| Work request |
Count the lines in the records below that contain the word "coordinates" and reply with only that number.

| Material provided |
# # # # # # #

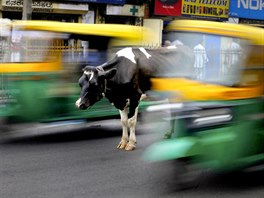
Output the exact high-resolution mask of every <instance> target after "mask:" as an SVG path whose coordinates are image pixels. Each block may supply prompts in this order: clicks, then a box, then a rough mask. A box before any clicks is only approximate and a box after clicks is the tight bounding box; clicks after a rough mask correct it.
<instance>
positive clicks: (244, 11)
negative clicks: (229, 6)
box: [230, 0, 264, 20]
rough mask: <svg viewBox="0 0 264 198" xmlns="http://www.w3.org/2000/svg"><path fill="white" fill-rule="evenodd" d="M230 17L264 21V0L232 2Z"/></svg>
mask: <svg viewBox="0 0 264 198" xmlns="http://www.w3.org/2000/svg"><path fill="white" fill-rule="evenodd" d="M230 16H232V17H237V18H245V19H259V20H264V0H232V1H231V2H230Z"/></svg>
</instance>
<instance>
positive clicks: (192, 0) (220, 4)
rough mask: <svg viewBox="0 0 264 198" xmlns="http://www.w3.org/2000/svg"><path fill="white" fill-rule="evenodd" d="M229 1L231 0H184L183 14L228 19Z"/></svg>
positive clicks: (228, 15) (185, 15)
mask: <svg viewBox="0 0 264 198" xmlns="http://www.w3.org/2000/svg"><path fill="white" fill-rule="evenodd" d="M232 1H234V0H232ZM229 2H230V0H182V15H184V16H191V17H197V18H199V17H206V18H217V19H221V18H222V19H226V20H227V19H228V16H229Z"/></svg>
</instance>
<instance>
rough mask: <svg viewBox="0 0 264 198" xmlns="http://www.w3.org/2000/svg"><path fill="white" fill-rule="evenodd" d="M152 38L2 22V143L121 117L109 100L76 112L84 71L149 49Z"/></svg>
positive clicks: (0, 97)
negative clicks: (120, 56) (117, 49)
mask: <svg viewBox="0 0 264 198" xmlns="http://www.w3.org/2000/svg"><path fill="white" fill-rule="evenodd" d="M149 34H151V32H150V31H148V30H147V29H146V28H144V27H139V26H132V25H120V24H82V23H65V22H55V21H19V20H18V21H11V20H8V19H1V20H0V47H1V52H0V74H1V79H0V80H1V81H0V128H1V135H0V137H3V135H4V134H7V136H8V137H9V136H10V134H15V137H19V132H21V131H24V132H25V133H26V134H27V133H28V134H30V133H32V132H33V134H34V133H36V134H39V133H43V132H45V131H46V129H48V128H52V127H54V128H56V127H59V126H65V125H67V126H68V128H71V127H70V126H80V127H83V126H84V125H85V124H86V123H89V122H93V121H95V120H101V119H107V118H109V117H112V116H119V112H118V110H116V109H115V108H114V107H113V106H112V105H111V104H110V103H109V102H108V101H107V100H106V99H103V100H101V101H100V102H98V103H97V104H96V105H94V106H93V107H92V108H91V109H89V110H87V111H80V110H78V109H77V108H76V107H75V101H76V100H77V99H78V98H79V93H80V87H79V85H78V79H79V77H80V76H81V73H82V67H83V66H84V65H88V64H89V65H95V66H97V65H100V64H102V63H104V62H106V61H107V59H108V57H110V56H111V54H112V53H113V52H115V50H117V49H118V48H120V47H124V46H142V45H145V44H146V43H147V39H148V38H150V37H149ZM148 103H149V102H142V103H141V105H140V111H141V110H142V109H144V108H145V107H146V106H147V104H148ZM149 104H150V103H149ZM82 124H83V125H82ZM42 129H43V130H42ZM30 131H31V132H30ZM25 133H24V134H23V135H25ZM21 134H22V132H21ZM11 137H12V136H11Z"/></svg>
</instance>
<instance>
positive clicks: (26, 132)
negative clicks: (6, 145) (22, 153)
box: [1, 124, 122, 144]
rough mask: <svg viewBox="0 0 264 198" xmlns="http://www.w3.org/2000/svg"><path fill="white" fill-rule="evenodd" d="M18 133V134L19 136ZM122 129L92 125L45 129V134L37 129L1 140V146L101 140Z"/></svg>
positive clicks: (110, 136)
mask: <svg viewBox="0 0 264 198" xmlns="http://www.w3.org/2000/svg"><path fill="white" fill-rule="evenodd" d="M19 133H20V134H19ZM121 134H122V129H121V127H120V126H117V125H116V124H115V125H109V124H93V125H90V126H85V127H83V128H77V129H74V128H71V129H68V128H67V126H65V127H64V129H63V128H62V129H59V130H58V129H55V130H53V129H47V130H45V132H43V131H41V132H40V133H39V132H38V129H35V131H34V130H33V132H28V133H27V130H24V131H23V132H17V134H12V135H11V136H7V137H5V138H3V139H2V141H1V143H2V144H14V143H19V144H28V143H60V142H71V141H83V140H90V139H91V140H92V139H101V138H109V137H115V136H120V137H121Z"/></svg>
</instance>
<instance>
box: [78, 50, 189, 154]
mask: <svg viewBox="0 0 264 198" xmlns="http://www.w3.org/2000/svg"><path fill="white" fill-rule="evenodd" d="M193 60H194V57H193V52H192V50H190V49H189V48H188V47H185V46H182V47H177V48H173V49H164V48H161V49H145V48H142V47H140V48H132V47H126V48H123V49H121V50H119V51H117V52H116V54H115V56H114V58H112V59H111V60H109V61H107V62H106V63H104V64H102V65H99V66H85V67H84V68H83V74H82V76H81V77H80V79H79V85H80V87H81V93H80V98H79V99H78V100H77V101H76V107H77V108H79V109H87V108H88V107H90V106H92V105H93V104H95V103H96V102H98V101H99V100H101V99H102V98H103V97H106V98H107V99H108V100H109V102H110V103H112V104H113V105H114V106H115V107H116V108H117V109H118V110H119V112H120V117H121V125H122V137H121V141H120V142H119V144H118V145H117V148H119V149H125V150H126V151H131V150H134V149H135V148H136V134H135V127H136V123H137V114H138V105H139V102H140V100H141V99H142V97H143V96H144V94H145V93H146V91H148V90H150V89H151V81H150V78H152V77H155V76H159V75H162V73H164V72H165V73H169V72H170V70H171V71H175V67H179V69H183V68H184V69H185V70H186V71H185V72H193V71H191V70H190V69H191V68H193ZM189 66H191V67H189ZM187 70H189V71H187ZM128 129H129V132H130V134H129V133H128Z"/></svg>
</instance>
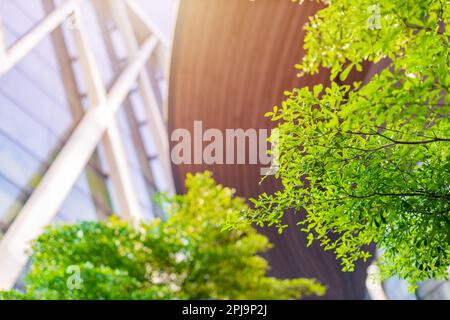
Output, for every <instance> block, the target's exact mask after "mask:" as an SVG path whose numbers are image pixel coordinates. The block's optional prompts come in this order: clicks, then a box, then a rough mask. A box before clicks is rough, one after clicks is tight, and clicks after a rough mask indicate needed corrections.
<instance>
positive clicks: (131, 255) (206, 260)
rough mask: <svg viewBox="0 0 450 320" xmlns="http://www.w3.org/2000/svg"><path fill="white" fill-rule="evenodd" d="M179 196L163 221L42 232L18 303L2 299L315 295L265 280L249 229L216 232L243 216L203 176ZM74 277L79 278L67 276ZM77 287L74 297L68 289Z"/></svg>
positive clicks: (303, 290)
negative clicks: (233, 214)
mask: <svg viewBox="0 0 450 320" xmlns="http://www.w3.org/2000/svg"><path fill="white" fill-rule="evenodd" d="M186 187H187V190H188V191H187V193H186V194H185V195H178V196H175V197H173V198H168V197H163V199H162V202H163V203H164V206H165V209H166V210H167V212H168V219H167V220H166V221H161V220H155V221H153V222H151V223H142V224H139V225H131V224H129V223H127V222H123V221H119V220H118V219H112V220H110V221H108V222H107V223H94V222H86V223H81V224H79V225H66V226H59V227H50V228H48V229H47V231H46V232H45V233H44V234H42V235H41V236H40V237H39V238H38V239H37V240H36V241H35V242H34V245H33V254H32V258H31V261H32V267H31V270H30V272H29V274H28V275H27V276H26V279H25V289H26V290H25V291H26V294H25V295H21V294H20V293H18V292H14V291H13V292H8V293H4V294H3V298H5V299H30V298H34V299H294V298H300V297H302V296H305V295H314V294H316V295H322V294H323V293H324V291H325V288H324V287H323V286H322V285H320V284H318V283H317V282H316V281H315V280H310V279H292V280H279V279H275V278H270V277H266V276H265V274H266V271H267V270H268V265H267V262H266V260H264V259H263V258H262V257H260V256H259V255H258V254H259V253H263V252H265V251H266V250H268V249H269V247H270V243H269V242H268V240H267V238H266V237H264V236H262V235H260V234H258V233H257V232H256V231H255V229H253V228H251V227H244V228H243V229H240V230H234V231H226V232H224V231H222V230H221V228H222V224H223V222H224V221H225V219H226V218H227V216H228V215H229V214H233V213H236V212H241V211H243V210H247V207H246V205H245V203H244V201H243V199H240V198H236V197H234V191H233V190H231V189H228V188H224V187H222V186H220V185H216V184H215V182H214V180H213V179H212V178H211V175H210V174H209V173H205V174H197V175H195V176H193V175H188V177H187V180H186ZM76 270H78V271H79V274H78V275H79V278H78V279H77V278H76V276H77V274H76V273H75V271H76ZM77 280H78V285H79V286H78V289H77V287H76V285H77Z"/></svg>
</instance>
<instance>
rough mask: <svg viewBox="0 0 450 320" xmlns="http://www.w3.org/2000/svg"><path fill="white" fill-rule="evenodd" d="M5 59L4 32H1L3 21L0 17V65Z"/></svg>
mask: <svg viewBox="0 0 450 320" xmlns="http://www.w3.org/2000/svg"><path fill="white" fill-rule="evenodd" d="M5 60H6V44H5V34H4V33H3V21H2V17H0V65H2V64H3V63H4V61H5Z"/></svg>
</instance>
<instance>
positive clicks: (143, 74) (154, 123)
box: [109, 0, 175, 194]
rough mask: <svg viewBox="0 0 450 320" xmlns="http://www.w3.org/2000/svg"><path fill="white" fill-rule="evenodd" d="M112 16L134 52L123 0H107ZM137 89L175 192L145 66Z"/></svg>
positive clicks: (171, 191)
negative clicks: (144, 67) (142, 102)
mask: <svg viewBox="0 0 450 320" xmlns="http://www.w3.org/2000/svg"><path fill="white" fill-rule="evenodd" d="M109 4H110V8H111V13H112V17H113V19H114V21H115V23H116V25H117V27H118V28H119V30H120V32H121V33H122V35H123V37H124V40H125V45H126V47H127V49H128V53H129V55H130V56H133V55H134V54H136V52H137V50H138V48H139V44H138V42H137V40H136V37H135V34H134V29H133V25H132V23H131V21H130V18H129V16H128V9H127V6H126V3H125V2H124V1H123V0H109ZM138 89H139V93H140V96H141V98H142V101H143V102H144V107H145V112H146V117H147V121H148V125H147V127H148V128H149V130H150V133H151V136H152V137H154V142H155V144H156V148H157V150H158V158H159V161H160V163H161V165H162V167H163V171H164V172H163V173H164V178H165V181H166V182H167V183H168V190H165V191H167V192H168V193H170V194H174V193H175V186H174V183H173V174H172V168H171V163H172V162H171V160H170V150H169V137H168V133H167V128H166V126H165V123H164V119H163V116H162V113H161V110H160V108H159V106H158V102H157V100H158V99H157V97H156V94H155V92H154V90H153V88H152V85H151V82H150V79H149V76H148V73H147V70H146V68H143V69H142V70H141V72H140V73H139V76H138Z"/></svg>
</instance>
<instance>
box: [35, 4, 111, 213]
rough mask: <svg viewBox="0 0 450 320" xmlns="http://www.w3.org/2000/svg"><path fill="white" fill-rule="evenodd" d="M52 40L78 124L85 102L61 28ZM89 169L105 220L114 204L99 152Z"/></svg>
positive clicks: (72, 108) (89, 171) (75, 120)
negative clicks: (103, 169) (82, 95)
mask: <svg viewBox="0 0 450 320" xmlns="http://www.w3.org/2000/svg"><path fill="white" fill-rule="evenodd" d="M42 4H43V7H44V10H45V12H46V14H50V13H51V12H53V11H54V10H56V7H55V4H54V0H42ZM51 39H52V44H53V49H54V51H55V54H56V59H57V60H58V64H59V69H60V72H59V73H60V78H61V80H62V82H63V84H64V90H65V93H66V96H67V100H68V103H69V109H70V113H71V115H72V120H73V123H75V124H77V123H78V122H79V121H80V120H81V119H82V118H83V115H84V112H85V110H84V108H83V101H82V98H81V96H80V90H79V86H78V84H77V80H76V76H75V72H74V70H73V62H72V59H71V57H70V54H69V49H68V47H67V44H66V39H65V37H64V32H63V29H62V27H61V26H60V27H58V28H56V29H55V30H54V31H53V32H52V34H51ZM87 167H88V168H89V169H88V170H85V172H86V178H87V183H88V186H89V189H90V193H91V198H92V201H93V203H94V205H95V208H96V211H97V217H98V218H99V220H104V219H106V218H107V217H108V216H109V215H110V213H111V212H112V204H111V199H110V196H109V192H108V187H107V185H106V183H105V179H104V177H103V175H101V174H99V173H98V172H96V171H98V170H100V171H101V170H102V169H101V167H102V164H101V161H100V156H99V153H98V151H97V150H96V151H94V153H93V155H92V158H91V160H89V163H88V165H87ZM102 172H103V171H102Z"/></svg>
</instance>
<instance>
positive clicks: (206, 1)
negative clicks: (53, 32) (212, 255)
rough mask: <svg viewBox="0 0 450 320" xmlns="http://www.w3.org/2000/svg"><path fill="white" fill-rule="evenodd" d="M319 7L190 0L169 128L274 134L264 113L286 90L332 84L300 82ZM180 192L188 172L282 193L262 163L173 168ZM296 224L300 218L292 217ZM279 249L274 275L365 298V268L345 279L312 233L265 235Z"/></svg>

# # # # # # #

| Task solution |
2